= YOUR TASK =
From the data below, give back word for word the section that opens with the line containing "Each instance of the woman's hand" and closes with the line containing "Each instance of the woman's right", both of those lines included.

= STORED ROWS =

┌────────

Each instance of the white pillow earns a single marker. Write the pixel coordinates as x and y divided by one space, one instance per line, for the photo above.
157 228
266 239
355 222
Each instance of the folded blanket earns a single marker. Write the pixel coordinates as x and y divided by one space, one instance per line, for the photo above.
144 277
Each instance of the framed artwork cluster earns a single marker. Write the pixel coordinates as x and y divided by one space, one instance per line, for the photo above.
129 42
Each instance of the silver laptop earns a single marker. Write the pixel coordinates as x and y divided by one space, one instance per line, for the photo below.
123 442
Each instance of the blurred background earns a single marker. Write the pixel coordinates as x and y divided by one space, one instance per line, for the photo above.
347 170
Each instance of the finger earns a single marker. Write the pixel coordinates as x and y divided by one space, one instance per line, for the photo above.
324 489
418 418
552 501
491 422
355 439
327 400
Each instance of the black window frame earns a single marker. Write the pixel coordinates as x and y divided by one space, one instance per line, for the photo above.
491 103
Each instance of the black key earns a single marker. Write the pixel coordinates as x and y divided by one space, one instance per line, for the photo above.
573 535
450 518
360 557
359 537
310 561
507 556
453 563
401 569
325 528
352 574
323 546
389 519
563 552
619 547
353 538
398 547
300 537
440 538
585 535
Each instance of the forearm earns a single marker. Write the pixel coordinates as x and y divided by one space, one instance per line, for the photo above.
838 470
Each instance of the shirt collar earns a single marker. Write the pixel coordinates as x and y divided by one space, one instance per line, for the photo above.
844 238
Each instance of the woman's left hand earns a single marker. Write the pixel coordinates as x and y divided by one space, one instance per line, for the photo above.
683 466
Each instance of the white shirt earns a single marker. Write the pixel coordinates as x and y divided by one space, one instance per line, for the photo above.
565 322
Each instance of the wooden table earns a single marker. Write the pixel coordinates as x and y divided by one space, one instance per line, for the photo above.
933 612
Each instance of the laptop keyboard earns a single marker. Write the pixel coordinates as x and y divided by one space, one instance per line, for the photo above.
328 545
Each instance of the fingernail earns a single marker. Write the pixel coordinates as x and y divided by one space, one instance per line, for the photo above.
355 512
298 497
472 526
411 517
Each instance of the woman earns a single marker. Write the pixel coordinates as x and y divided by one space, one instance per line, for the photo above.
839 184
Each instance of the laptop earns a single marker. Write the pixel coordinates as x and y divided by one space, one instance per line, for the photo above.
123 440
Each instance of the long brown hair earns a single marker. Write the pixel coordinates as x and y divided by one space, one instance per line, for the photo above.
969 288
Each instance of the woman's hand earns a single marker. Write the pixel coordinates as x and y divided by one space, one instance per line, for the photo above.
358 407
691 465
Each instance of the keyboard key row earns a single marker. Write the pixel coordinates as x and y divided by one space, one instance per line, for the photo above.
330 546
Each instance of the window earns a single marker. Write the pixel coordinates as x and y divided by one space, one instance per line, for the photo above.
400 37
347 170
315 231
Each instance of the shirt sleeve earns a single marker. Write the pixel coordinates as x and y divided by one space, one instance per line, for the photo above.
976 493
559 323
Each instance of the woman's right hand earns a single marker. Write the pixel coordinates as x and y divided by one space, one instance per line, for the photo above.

└────────
┌────────

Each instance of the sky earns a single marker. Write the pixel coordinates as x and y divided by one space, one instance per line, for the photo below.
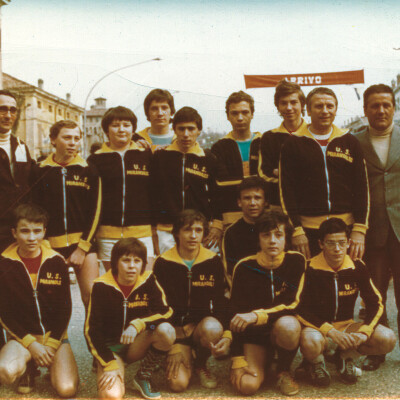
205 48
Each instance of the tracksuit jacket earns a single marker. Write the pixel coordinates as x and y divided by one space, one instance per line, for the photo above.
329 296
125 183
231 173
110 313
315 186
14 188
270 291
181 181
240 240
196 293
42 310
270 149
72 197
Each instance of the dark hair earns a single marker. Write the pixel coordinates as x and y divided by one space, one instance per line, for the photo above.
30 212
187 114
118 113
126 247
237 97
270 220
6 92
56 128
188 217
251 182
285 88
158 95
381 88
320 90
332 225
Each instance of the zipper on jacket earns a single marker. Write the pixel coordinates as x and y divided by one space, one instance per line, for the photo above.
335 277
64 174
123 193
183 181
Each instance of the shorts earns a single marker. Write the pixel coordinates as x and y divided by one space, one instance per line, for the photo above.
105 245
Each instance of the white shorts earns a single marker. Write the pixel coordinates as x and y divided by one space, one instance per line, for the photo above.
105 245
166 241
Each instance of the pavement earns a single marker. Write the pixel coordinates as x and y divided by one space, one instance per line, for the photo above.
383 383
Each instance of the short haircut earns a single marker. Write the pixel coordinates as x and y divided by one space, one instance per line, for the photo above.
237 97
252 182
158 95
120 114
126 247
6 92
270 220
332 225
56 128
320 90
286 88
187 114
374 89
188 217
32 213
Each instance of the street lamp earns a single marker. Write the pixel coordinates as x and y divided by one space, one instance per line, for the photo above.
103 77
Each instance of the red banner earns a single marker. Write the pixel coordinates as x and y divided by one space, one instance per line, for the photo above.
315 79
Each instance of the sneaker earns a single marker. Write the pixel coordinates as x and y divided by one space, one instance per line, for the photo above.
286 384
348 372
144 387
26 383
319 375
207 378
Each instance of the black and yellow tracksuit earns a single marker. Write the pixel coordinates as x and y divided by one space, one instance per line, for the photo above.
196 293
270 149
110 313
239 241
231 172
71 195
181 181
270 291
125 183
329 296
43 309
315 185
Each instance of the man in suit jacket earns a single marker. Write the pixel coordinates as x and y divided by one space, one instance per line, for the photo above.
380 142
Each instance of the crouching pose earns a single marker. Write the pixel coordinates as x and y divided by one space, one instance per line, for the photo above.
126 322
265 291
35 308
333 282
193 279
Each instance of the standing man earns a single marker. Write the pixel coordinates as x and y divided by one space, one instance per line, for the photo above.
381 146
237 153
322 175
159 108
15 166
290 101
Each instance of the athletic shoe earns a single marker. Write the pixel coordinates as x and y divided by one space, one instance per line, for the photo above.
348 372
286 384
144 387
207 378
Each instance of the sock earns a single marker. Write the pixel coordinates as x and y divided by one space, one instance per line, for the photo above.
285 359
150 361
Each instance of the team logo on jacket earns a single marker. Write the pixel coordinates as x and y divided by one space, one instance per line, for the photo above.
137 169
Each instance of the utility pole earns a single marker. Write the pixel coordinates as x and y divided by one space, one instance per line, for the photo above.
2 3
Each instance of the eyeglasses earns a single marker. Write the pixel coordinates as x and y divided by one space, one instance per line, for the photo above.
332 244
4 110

└────────
┌────────

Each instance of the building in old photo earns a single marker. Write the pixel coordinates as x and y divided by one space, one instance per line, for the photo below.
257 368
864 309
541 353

└────────

= REPLY TO THE EXERCISE =
Each instance of the woman's hand earns a single marker. Write the pixel coordinates as x and y divided by one space, one instance per line, for the photo above.
358 407
691 465
Each instance of the keyboard key row earns a single marker. Write the pixel coordinates as x and y divided by one space, one instance per line, for the photo above.
330 546
Each instance of the window earns a single marker. Write the pixel coordinates as x and y divided by one space, one instance per line, for the photo above.
400 37
347 170
315 231
Each instance of the shirt sleeve earns a single marker. Write the pixel coordinates as x and y divided by one space, one instance per line, for the photo above.
976 493
559 323
Each instance of the woman's right hand earns a single marker. Write the pixel coordinates as x and y divided by one space, one instance per line, for the photo above.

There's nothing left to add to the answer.